■ **Task description**
Give the material once more, word for word, without any images.
start Entries
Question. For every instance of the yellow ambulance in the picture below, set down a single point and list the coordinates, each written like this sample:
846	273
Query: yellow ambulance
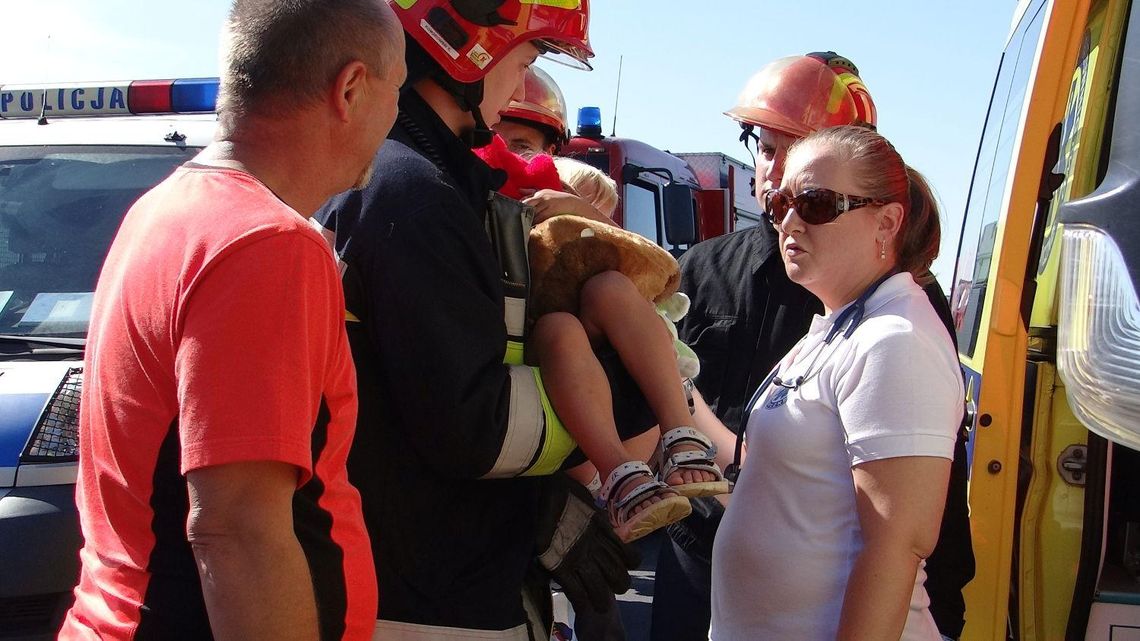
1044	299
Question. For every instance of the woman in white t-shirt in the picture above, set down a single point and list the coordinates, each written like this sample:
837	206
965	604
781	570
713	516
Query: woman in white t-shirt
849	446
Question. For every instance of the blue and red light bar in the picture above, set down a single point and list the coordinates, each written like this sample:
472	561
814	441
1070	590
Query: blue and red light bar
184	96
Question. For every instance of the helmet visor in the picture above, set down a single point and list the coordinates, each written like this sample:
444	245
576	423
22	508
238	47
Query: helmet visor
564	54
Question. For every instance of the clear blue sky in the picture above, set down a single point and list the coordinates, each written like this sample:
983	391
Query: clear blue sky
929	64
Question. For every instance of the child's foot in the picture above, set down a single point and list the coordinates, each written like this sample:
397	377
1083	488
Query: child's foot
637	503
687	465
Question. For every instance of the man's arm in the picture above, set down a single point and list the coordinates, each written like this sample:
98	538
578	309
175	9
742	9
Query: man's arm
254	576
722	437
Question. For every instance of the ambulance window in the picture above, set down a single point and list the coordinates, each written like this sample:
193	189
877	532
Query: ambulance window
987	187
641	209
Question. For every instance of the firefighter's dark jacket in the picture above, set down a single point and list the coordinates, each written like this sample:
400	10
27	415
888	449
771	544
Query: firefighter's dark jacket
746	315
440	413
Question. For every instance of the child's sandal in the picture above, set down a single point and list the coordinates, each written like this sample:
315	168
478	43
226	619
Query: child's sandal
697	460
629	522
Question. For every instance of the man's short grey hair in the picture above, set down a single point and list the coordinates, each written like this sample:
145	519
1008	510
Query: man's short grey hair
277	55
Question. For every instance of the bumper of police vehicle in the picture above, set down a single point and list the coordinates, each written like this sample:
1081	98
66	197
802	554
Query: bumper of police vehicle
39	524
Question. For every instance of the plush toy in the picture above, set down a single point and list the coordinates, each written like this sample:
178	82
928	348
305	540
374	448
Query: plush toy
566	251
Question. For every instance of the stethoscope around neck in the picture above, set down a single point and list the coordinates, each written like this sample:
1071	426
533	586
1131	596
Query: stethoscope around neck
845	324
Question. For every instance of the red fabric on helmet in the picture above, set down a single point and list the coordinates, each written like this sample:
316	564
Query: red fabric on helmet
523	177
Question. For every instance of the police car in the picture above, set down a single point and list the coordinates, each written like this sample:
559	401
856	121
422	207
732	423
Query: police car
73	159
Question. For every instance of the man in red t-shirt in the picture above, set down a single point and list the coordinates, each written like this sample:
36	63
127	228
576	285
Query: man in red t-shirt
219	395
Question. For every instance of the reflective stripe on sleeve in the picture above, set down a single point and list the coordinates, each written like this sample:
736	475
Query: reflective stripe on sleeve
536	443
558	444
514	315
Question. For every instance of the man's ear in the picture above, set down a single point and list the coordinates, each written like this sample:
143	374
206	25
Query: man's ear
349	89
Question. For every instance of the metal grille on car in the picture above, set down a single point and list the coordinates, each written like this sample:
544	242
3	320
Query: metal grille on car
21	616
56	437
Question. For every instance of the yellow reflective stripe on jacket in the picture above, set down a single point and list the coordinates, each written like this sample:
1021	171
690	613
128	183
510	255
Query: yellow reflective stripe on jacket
end Entries
■ **Expected output**
Question. For every instance of the yellow ambulance in the picture below, set down a single point and list the coordinates, each written like this sample:
846	273
Query: yellow ambulance
1044	299
Question. For every instance of the woman in white t-shirt in the picture above, set down a single point and list the coordinates, each written like this sample:
837	206
965	604
781	570
713	516
Query: woman in white t-shirt
849	446
Question. For every instance of the blue and red light bar in the picture above, set down a single point and list the coordinates, each written like this sample:
472	561
814	441
1070	590
Query: blue and red light bar
184	96
Question. For every instance of the helmet visor in the picture above, set down a single point and list the coordinates, each written like this sample:
444	245
576	423
22	508
238	47
Query: helmet visor
564	54
Question. For every instance of the clear blue sky in the picture above, set down a single point and list the coordinates, each written like this sample:
983	391
Query: clear blue sky
929	64
Question. For every instance of the child's foot in the picture above, set down a single point and list the coordinates, each written like this sample:
397	377
1083	488
Query: child's foot
637	503
687	465
Question. For every instance of the man's arm in the picture above, set down a single point and list the coordinates, each written like this sample:
98	538
578	309
175	9
742	9
Query: man's arm
254	576
722	437
Question. For every instance of the ambulance window in the picture above, set down a single point and list the coordinates, each written like this sample:
193	189
877	532
Query: ambulance window
987	187
641	209
Question. For every instance of the firefighter's dark jacket in the picture above, set down a single point and list the coordinates, each written like this sample:
400	10
27	415
888	449
771	544
Query: firefighter's dark jacket
746	315
440	413
Question. For every instance of the child's sandal in the picture above, set down a single point and list the coordinates, each written like this sample:
315	168
478	43
226	619
Query: child's sandal
697	460
629	522
Question. For every instance of the man's short grey hair in the picture above, set down a single point and list the coordinates, each written like this sample:
145	519
1008	510
Query: man's short grey hair
277	55
Question. For every instance of the bumper of police vehicle in the picture above, set down a single point and list the coordinates, each written like this sample:
1081	98
66	197
802	554
Query: bumper of police vehicle
39	524
Question. For every instance of the plush toy in the picture above, set down a single point and list the coordinates, each written like this sample:
178	82
928	348
305	540
374	448
Query: plush toy
566	251
Question. For every instance of the stethoscope around neck in the picture above, set down a single point and list the coordinates, each written like this sample:
1071	426
533	586
1131	596
Query: stethoscope around neck
845	324
Question. For every instance of the red fabric on helmet in the picture above, set down a single point and list the coordinates, each written like this sample:
316	564
Query: red fabric on helmet
523	177
Question. For every instance of the police car in the picture above, set down a single point and list the coordinates, each written like this sample:
559	401
856	121
422	207
732	423
Query: police car
73	159
Question. For every instance of the man in red t-shirt in the picture above, set down a single point and list the coordinates, each written like this sample:
36	63
127	228
576	285
Query: man in red t-shirt
219	395
Question. For every instance of the reflective stripe on sleeve in the picture above, set down a single point and list the coordinates, each written like this sample:
736	475
Query: reflective stripe on sleeve
536	443
558	444
514	315
Question. For every instance of the man's ear in the picture above, set down a single point and list the coordinates, each written like this sample:
143	374
206	25
Query: man's ear
349	89
Question. For every instance of the metal grille on car in the picture above, set down a single point and list the coordinates, each written like this sample:
544	242
3	320
Query: metal grille on car
21	616
56	437
Question. For every instance of the yellow reflective stripe on jacket in the picture above, set down a single point and list the coordinates, each written like this sample:
1021	171
690	613
128	183
510	255
Query: yellow reflective stripe on jacket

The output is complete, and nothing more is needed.